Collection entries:
# # # # #

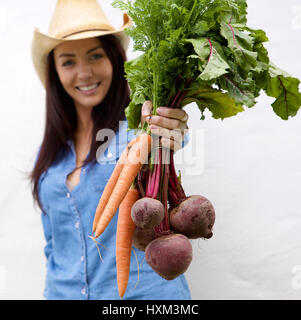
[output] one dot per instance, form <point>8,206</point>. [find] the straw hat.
<point>72,20</point>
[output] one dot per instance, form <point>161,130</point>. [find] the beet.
<point>147,213</point>
<point>142,237</point>
<point>169,255</point>
<point>193,217</point>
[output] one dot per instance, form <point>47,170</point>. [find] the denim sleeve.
<point>47,234</point>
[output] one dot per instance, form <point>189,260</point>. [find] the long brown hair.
<point>61,118</point>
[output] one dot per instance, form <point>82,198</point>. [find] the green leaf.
<point>212,58</point>
<point>285,89</point>
<point>220,104</point>
<point>241,45</point>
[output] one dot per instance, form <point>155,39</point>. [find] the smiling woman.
<point>81,65</point>
<point>85,75</point>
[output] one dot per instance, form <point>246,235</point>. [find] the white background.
<point>251,170</point>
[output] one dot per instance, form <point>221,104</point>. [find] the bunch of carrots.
<point>120,193</point>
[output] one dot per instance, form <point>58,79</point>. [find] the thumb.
<point>146,108</point>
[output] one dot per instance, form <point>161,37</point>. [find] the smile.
<point>88,89</point>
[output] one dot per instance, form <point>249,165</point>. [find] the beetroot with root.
<point>147,212</point>
<point>169,255</point>
<point>193,217</point>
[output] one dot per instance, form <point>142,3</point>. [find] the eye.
<point>67,63</point>
<point>96,56</point>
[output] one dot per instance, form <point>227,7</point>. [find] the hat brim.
<point>43,44</point>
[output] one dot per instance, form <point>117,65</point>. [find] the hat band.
<point>71,34</point>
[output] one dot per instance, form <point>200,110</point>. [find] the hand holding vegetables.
<point>169,124</point>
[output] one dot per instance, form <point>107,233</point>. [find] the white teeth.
<point>93,86</point>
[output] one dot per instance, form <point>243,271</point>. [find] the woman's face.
<point>84,70</point>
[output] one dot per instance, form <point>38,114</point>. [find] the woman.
<point>81,65</point>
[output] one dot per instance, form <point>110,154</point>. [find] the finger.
<point>179,114</point>
<point>171,144</point>
<point>176,135</point>
<point>165,122</point>
<point>146,109</point>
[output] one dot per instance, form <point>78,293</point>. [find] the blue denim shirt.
<point>74,267</point>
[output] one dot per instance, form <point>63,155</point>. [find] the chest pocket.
<point>102,170</point>
<point>101,175</point>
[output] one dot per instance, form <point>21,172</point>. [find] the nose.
<point>84,71</point>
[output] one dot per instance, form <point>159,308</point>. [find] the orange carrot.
<point>111,184</point>
<point>124,236</point>
<point>137,156</point>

# # # # #

- **DESCRIPTION OF THE TASK**: Exact retyping is required: the line with "[output] one dot per instance, form <point>78,293</point>." through the end of the data, both ends included, and no other line.

- **SOLUTION BELOW**:
[output] one dot per instance, form <point>78,293</point>. [find] the blue denim shirt.
<point>74,267</point>
[output] one dot per instance, form <point>63,155</point>. [find] the chest pocket.
<point>102,170</point>
<point>101,175</point>
[output] one dot per instance, form <point>21,172</point>. [find] the nose.
<point>84,71</point>
[output] one dot per instance, form <point>159,308</point>. [find] the orange carrot.
<point>111,184</point>
<point>124,236</point>
<point>137,156</point>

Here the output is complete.